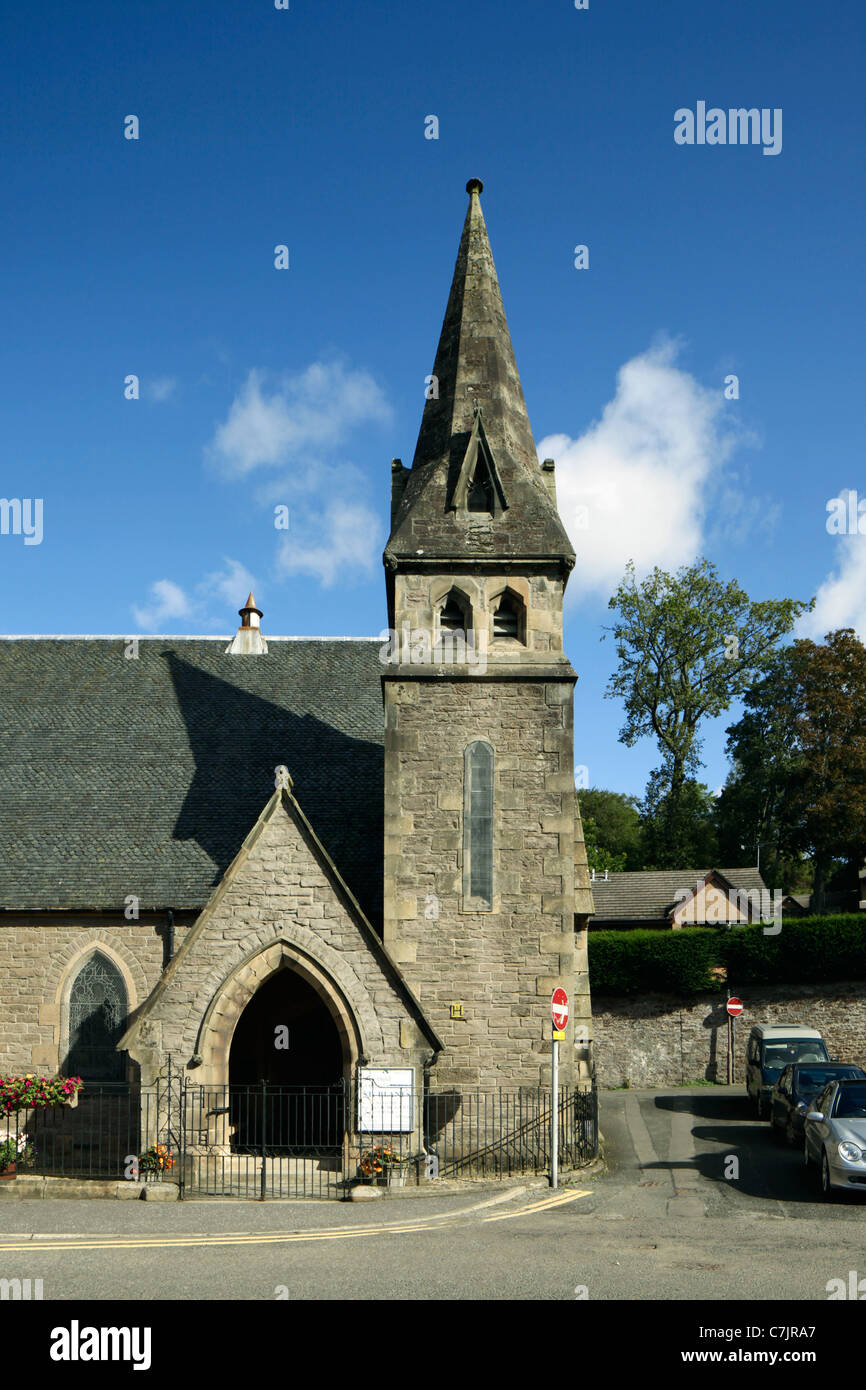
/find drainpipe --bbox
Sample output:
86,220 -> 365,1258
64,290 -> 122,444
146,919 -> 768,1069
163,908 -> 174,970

---

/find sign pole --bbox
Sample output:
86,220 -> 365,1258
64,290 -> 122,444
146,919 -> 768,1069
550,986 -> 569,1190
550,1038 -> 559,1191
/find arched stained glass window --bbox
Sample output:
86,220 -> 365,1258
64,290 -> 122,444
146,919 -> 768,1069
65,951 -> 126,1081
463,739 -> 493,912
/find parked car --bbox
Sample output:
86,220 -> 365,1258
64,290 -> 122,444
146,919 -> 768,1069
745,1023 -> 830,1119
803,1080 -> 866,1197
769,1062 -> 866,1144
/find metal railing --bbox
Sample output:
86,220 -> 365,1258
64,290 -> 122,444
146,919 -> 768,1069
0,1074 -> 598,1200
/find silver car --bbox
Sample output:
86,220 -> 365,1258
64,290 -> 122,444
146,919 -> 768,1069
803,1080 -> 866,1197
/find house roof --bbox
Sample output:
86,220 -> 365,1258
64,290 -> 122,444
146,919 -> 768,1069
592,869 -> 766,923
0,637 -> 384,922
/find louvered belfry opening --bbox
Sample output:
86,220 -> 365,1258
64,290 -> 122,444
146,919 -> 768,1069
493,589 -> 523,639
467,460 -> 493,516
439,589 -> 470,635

→ REQUEST
Could you reproduce everything in the listing above, from the line containing "house roof --bbox" down to the line containing "439,589 -> 470,635", with both of those lines included and nothing altered?

→ CORRECT OUTPUT
/find house roof --bbox
Sample output:
86,220 -> 365,1258
64,290 -> 122,444
146,919 -> 768,1069
592,869 -> 766,923
0,637 -> 384,922
/find louvered belfry opening --bbox
Sample output:
86,220 -> 365,1258
64,290 -> 122,444
146,919 -> 768,1069
493,589 -> 523,639
467,460 -> 493,516
439,589 -> 470,635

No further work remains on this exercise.